*** EXERCISE INPUTS Section Begins ***
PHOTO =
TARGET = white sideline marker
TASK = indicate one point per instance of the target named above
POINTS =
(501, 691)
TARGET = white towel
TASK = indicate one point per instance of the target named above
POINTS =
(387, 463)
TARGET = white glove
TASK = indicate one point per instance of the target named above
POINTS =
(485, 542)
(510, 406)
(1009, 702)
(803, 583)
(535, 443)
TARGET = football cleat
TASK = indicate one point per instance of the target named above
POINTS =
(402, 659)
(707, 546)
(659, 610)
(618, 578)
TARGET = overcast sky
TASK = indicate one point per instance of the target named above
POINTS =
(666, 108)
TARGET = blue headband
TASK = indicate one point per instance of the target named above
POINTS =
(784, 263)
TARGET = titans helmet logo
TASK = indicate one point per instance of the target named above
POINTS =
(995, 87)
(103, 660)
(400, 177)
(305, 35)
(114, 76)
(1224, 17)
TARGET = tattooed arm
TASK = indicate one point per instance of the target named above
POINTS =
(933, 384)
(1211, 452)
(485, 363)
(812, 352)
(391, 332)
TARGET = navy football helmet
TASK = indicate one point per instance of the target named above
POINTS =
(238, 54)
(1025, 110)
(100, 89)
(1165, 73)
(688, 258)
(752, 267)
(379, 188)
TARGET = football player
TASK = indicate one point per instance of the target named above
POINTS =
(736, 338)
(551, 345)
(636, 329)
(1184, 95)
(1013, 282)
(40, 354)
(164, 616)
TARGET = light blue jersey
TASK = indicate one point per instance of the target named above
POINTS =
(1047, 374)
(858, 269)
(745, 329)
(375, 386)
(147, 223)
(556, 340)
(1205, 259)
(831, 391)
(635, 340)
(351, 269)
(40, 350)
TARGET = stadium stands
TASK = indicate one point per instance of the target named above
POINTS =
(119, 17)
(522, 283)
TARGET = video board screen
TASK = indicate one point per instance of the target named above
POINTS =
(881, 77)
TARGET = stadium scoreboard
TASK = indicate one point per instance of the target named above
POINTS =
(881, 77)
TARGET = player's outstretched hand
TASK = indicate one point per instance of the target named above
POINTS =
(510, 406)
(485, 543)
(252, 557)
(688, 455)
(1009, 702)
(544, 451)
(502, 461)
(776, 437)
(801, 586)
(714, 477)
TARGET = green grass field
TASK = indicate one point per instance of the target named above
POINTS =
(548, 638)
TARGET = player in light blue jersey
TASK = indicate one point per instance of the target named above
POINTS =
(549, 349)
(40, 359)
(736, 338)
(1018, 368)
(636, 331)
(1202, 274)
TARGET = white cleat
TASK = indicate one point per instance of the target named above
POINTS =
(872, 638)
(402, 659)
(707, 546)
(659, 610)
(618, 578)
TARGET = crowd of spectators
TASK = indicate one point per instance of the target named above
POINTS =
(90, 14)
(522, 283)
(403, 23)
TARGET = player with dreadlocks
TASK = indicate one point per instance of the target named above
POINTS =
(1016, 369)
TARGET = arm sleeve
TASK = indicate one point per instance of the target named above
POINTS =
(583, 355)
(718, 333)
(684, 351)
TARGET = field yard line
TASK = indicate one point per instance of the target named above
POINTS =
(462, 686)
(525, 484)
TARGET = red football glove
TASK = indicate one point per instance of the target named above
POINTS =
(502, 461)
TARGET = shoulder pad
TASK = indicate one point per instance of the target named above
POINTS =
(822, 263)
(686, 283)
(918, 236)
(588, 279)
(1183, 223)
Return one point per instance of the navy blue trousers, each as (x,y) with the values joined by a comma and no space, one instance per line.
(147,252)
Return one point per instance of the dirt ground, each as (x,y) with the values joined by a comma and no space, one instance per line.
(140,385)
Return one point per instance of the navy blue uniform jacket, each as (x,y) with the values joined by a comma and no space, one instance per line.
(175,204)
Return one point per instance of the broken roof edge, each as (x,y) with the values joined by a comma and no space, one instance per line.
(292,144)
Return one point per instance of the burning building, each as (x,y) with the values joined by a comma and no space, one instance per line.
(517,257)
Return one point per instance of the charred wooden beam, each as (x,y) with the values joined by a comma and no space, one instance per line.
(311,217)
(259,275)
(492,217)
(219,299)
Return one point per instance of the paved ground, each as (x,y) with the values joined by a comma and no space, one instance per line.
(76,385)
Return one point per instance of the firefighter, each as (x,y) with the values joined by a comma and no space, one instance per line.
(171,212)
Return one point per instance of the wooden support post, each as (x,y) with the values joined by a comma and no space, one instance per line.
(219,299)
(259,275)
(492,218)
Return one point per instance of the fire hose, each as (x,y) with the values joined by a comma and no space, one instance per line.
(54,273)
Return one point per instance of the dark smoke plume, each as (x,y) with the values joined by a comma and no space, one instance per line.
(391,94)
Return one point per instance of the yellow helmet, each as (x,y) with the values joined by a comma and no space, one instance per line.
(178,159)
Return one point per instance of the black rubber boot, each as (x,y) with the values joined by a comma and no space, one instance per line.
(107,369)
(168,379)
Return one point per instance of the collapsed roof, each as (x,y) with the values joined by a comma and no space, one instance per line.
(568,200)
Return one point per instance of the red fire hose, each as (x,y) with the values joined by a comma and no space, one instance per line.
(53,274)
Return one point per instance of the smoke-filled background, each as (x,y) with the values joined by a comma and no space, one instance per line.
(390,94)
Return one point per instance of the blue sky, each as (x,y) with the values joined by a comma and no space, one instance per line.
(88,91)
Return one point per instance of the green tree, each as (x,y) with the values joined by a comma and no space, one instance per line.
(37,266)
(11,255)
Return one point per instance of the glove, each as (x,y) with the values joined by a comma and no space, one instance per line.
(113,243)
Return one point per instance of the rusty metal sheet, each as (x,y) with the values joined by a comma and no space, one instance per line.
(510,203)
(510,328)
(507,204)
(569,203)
*** EXERCISE INPUTS Section Ends ***
### ASSIGNMENT
The word "field" occurs in some lines of the data above; report how many such lines there are, with no other words.

### YOUR SOLUTION
2